= Задание 1 =
Перепишите дословно весь приведённый ниже фрагмент о Солженицыне и современной русской литературе.

= Фрагмент документа =
• • •
Голубков М.М.
Солженицын
– пророк в своем отечестве. Можно без преувеличения сказать, что это
центральная фигура современной русской литературы. Но осмыслен ли и воспринят
ли его вклад не только в литературу, но и в современную русскую культуру в
целом? Возможно, и сегодня мы не способны увидеть и понять пророка в своем
отечестве? Так ли это и почему?
Современная
русская культура на наших глазах резко меняет свои очертания. Для нас, в
контексте разговора о Солженицыне, важно изменение статуса литературы: русская
культура перестала быть «литературоцентричной».
Хорошо
это или плохо? Перед ныне живущими поколениями русских людей, привыкших видеть
в литературе одну из самых важных форм общественного сознания, подобная
ситуация может предстать как драматическая. Новый писатель, пришедший в
литературу в 1990-е годы, за редким исключением не только не может, но и не
хочет предстать реалистом, следовательно, мыслителем, всерьез озабоченным ролью
человека в историческом процессе, философом, размышляющим о смысле
человеческого бытия, историком и социологом, ищущим истоки сегодняшнего
положения дел и нравственную опору в национальном прошлом. Если все эти темы и
остаются, то в заниженном, комическом, пересмеянном варианте, как, к примеру, у
В.Пелевина в его романах «Жизнь насекомых» или «Чапаев и
пустота». Роль писателя как учителя жизни на глазах оказалась поставлена
под сомнение. В самом деле, чем писатель отличается от других? Почему он должен
учительствовать? Поэтому читателями, традиционно рассматривавшими литературу
как учебник жизни, а писателя как «инженера человеческих душ»,
нынешнее положение осмысляется как ситуация пустоты, своего рода культурного вакуума.
• • •
= Исходные данные =
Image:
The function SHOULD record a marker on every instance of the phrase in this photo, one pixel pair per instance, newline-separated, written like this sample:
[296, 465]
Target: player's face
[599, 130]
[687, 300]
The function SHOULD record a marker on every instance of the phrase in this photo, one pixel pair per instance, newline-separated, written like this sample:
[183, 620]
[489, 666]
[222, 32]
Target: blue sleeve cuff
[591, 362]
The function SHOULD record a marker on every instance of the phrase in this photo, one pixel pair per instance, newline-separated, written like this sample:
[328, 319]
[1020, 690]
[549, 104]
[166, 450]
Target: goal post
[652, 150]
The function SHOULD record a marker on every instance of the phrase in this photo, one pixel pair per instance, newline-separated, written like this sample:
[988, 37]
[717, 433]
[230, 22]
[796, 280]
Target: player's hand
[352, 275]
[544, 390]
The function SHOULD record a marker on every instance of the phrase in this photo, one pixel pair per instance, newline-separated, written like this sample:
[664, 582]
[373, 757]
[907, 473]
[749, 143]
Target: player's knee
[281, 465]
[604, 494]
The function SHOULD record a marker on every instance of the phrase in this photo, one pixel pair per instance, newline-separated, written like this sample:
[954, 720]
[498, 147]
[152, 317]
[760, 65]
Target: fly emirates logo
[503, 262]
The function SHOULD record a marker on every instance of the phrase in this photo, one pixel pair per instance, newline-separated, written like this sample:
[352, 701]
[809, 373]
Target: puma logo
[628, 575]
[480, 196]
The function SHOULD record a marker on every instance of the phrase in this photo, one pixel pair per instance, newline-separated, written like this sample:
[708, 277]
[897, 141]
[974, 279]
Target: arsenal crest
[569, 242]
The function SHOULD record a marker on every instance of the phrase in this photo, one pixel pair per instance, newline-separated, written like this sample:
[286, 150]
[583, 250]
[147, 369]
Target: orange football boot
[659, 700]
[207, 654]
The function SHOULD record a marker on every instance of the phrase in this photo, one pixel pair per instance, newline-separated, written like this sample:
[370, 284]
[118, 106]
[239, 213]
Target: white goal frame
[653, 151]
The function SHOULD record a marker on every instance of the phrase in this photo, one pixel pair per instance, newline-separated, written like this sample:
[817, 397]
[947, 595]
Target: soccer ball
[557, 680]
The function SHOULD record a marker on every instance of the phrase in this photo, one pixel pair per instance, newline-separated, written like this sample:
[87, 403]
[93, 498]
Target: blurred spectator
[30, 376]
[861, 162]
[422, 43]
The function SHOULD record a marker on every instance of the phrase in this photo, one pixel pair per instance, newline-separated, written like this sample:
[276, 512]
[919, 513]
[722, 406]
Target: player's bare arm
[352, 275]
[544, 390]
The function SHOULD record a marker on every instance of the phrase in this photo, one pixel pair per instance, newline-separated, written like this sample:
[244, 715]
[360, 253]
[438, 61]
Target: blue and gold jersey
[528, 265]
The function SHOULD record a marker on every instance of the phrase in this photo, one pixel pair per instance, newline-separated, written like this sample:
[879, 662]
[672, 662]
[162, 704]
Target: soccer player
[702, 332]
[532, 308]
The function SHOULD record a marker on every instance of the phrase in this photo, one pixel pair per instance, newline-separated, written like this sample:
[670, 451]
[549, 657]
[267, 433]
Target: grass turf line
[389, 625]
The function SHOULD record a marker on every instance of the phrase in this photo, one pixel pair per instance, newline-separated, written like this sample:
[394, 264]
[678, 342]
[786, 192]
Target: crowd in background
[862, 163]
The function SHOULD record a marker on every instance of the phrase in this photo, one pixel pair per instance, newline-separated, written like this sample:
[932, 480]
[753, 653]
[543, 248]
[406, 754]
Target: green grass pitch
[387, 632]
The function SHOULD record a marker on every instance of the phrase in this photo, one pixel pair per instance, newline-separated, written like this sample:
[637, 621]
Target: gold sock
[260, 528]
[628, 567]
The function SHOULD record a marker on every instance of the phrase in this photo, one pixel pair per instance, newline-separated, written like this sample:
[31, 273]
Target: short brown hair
• • •
= Задание 2 =
Какие строки выше содержат слово «grass»? Выпишите каждую такую строку целиком, с учётом регистра букв.

= Образец ответа 1 =
Голубков М.М.
Солженицын
– пророк в своем отечестве. Можно без преувеличения сказать, что это
центральная фигура современной русской литературы. Но осмыслен ли и воспринят
ли его вклад не только в литературу, но и в современную русскую культуру в
целом? Возможно, и сегодня мы не способны увидеть и понять пророка в своем
отечестве? Так ли это и почему?
Современная
русская культура на наших глазах резко меняет свои очертания. Для нас, в
контексте разговора о Солженицыне, важно изменение статуса литературы: русская
культура перестала быть «литературоцентричной».
Хорошо
это или плохо? Перед ныне живущими поколениями русских людей, привыкших видеть
в литературе одну из самых важных форм общественного сознания, подобная
ситуация может предстать как драматическая. Новый писатель, пришедший в
литературу в 1990-е годы, за редким исключением не только не может, но и не
хочет предстать реалистом, следовательно, мыслителем, всерьез озабоченным ролью
человека в историческом процессе, философом, размышляющим о смысле
человеческого бытия, историком и социологом, ищущим истоки сегодняшнего
положения дел и нравственную опору в национальном прошлом. Если все эти темы и
остаются, то в заниженном, комическом, пересмеянном варианте, как, к примеру, у
В.Пелевина в его романах «Жизнь насекомых» или «Чапаев и
пустота». Роль писателя как учителя жизни на глазах оказалась поставлена
под сомнение. В самом деле, чем писатель отличается от других? Почему он должен
учительствовать? Поэтому читателями, традиционно рассматривавшими литературу
как учебник жизни, а писателя как «инженера человеческих душ»,
нынешнее положение осмысляется как ситуация пустоты, своего рода культурного вакуума.

= Образец ответа 2 =
Target: grass turf line
Target: green grass pitch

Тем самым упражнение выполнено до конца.